Aim of the exercise – Copy word for word the part of the excerpt on personal blogging that begins at the words "So much of the" and stops after "worldview and experiences.".

Page excerpt –
..........
I think you are a great writer, Terrance, and a wonderful first-person blogger.
So much of the political blogging is "agent-less." The bloggers write in an impersonal voice, as if they are merely transcribing unversal truths down from the spheres. Ha! What a cowardly (and stereotypically male) way to write. Whether one's name is signed or not, it is a form of anonymous blogging.
I think it takes much more courage to reveal oneself through one's writings. You don't jump on the blogging bandwagon to add your 2 cents to the news flavor of the week; instead, you post thoughtful articles framed in your own personal worldview and experiences.
Basically, just as my experience in sports, it all boils down to one reality. I blog just like a girl. Or, in this case, just like a woman. Given the alternative, I'd say that's a compliment. It may be, tho', one of the reasons I haven't gone further up the "ladder" when it comes to political blogging. It probably helps, sure, that I'm a guy. But the one thing I know in the core of my being is that the personal is political, and vice versa. I write about politics, for sure, but I can't write about that without also writing about my life as I live it, how I live it, and the ways it's affected by the political realities around me. I can't much write about what I think without also writing about or at least referencing what I feel and what I experience.
..........
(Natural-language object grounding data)
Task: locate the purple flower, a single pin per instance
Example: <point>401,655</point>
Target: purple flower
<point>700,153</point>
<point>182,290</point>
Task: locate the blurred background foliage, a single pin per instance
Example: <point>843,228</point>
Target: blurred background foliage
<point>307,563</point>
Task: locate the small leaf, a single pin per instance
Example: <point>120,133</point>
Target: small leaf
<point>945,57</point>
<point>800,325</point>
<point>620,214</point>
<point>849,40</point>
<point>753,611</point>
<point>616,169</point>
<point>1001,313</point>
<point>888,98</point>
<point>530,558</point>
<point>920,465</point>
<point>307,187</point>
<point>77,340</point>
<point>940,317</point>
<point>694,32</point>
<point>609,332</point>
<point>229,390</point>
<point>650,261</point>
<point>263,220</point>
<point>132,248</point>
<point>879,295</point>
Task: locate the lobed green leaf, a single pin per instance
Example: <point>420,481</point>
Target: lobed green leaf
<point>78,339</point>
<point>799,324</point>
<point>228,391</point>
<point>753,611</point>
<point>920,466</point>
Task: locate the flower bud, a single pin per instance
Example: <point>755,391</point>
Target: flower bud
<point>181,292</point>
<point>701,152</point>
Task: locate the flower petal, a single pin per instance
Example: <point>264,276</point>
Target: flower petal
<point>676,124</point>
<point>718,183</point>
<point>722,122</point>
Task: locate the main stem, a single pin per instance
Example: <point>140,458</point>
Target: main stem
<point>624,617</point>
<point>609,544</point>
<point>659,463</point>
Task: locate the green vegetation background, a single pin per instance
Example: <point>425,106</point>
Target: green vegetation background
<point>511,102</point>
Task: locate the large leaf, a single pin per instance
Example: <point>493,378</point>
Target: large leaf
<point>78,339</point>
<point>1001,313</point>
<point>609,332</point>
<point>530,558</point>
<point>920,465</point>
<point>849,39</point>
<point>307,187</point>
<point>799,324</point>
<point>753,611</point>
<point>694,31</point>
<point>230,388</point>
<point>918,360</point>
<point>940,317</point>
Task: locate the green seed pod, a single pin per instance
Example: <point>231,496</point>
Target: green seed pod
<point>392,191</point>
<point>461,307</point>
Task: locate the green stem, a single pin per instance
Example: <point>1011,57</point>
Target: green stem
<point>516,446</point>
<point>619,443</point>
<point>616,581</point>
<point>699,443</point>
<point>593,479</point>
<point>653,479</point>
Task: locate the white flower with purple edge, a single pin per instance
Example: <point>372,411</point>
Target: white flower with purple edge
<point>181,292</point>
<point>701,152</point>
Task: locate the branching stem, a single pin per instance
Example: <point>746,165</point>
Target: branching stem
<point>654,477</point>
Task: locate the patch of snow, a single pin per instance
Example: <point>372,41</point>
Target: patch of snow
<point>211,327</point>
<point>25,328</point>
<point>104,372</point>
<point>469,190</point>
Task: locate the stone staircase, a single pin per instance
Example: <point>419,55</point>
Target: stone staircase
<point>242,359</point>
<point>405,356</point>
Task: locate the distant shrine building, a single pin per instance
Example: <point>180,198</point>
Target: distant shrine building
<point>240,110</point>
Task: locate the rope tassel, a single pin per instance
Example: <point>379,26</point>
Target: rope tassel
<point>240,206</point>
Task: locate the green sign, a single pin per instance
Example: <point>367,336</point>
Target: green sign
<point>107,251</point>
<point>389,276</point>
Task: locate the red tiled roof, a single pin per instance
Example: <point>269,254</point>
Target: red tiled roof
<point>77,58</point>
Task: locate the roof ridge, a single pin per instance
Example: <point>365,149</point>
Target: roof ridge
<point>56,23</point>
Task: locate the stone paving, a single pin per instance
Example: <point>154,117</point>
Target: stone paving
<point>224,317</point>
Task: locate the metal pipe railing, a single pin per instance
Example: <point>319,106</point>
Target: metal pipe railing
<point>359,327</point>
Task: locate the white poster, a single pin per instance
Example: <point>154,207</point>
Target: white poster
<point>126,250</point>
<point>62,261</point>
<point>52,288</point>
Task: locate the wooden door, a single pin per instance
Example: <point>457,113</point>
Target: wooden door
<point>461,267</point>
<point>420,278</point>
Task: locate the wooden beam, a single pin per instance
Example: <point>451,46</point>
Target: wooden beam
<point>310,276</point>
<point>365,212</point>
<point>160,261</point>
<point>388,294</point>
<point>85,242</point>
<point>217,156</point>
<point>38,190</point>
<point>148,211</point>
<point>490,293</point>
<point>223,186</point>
..........
Written answer –
So much of the political blogging is "agent-less." The bloggers write in an impersonal voice, as if they are merely transcribing unversal truths down from the spheres. Ha! What a cowardly (and stereotypically male) way to write. Whether one's name is signed or not, it is a form of anonymous blogging.
I think it takes much more courage to reveal oneself through one's writings. You don't jump on the blogging bandwagon to add your 2 cents to the news flavor of the week; instead, you post thoughtful articles framed in your own personal worldview and experiences.